[Task to complete]
Extend the passage on technology and computer-assisted instruction, picking up right after its final sentence.

[Reading passage]

The relation between technology and instruction is analogous to the relation between a musical instrument and the sounds we hear. The better the instrument, the greater the potential for beautiful music. But it is the virtuosity with which the instrument is played that determines the quality of the sound. A Stradivarius played by a great artist can stir our very souls, yet that same instrument in the hands of a beginner can make us wince.
Similarly, computers, videodiscs, and the like are merely instruments for producing computer-assisted instruction (CAI) and computer-based training (CBT). The value of the lessons presented depends on the skill of the lesson authors. It is as true today as when the first edition of this volume was published that "Good computer-assisted instruction (CAI) doesn't just happen; authors make it happen" (Steinberg, 1984, p. 1). The purpose of this edition is to help them do so by providing guidelines and principles in the light of recent developments.

[Data lines]
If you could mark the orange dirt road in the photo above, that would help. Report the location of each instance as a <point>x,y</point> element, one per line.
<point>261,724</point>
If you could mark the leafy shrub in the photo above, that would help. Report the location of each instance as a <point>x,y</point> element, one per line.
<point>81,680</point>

[Output of the exercise]
Authors today have the benefit of the extensive experience that has been gained designing and implementing CAI. Learning via CAI has increased dramatically in both academic and nonacademic settings such as the military, business, and industry. Between 1985 and 1987, for instance, the percentage of corporations supporting over 100 learning stations for computer-based training rose from 20% to 75% (Hirschbuhl, 1989). The median number of computers in elementary schools more than tripled between 1985 and 1989, with approximately half of that usage for CAI (Becker, 1989). This broad experience makes it possible to identify principles that are generalizable across diverse goals, tasks, and student populations. It also provides insights that cannot be gained from laboratory studies alone.
Research in learning and instruction also contributes to our ability to generate better CAI. Although instruction is still only partly science and partly art, research has demonstrated the importance of a number of elements in learning. These include students' knowledge of the world, their learning processes, and their metacognitive skills, that is, what they know about their learning. Students' strategies for learning also play a significant role.
All together, a synthesis of experience, research in cognition and instruction, and technology opens the way to conceptualizing CAI within a broader context than previously considered and to constructing a framework for understanding CAI. This framework, in turn, provides a structure within which to generate systematic procedures for designing CAI.
The next section proposes a six-component framework for CAI. The rationale for each component is discussed in the light of evidence from research, experience, and/or technology. A procedure for designing CAI follows.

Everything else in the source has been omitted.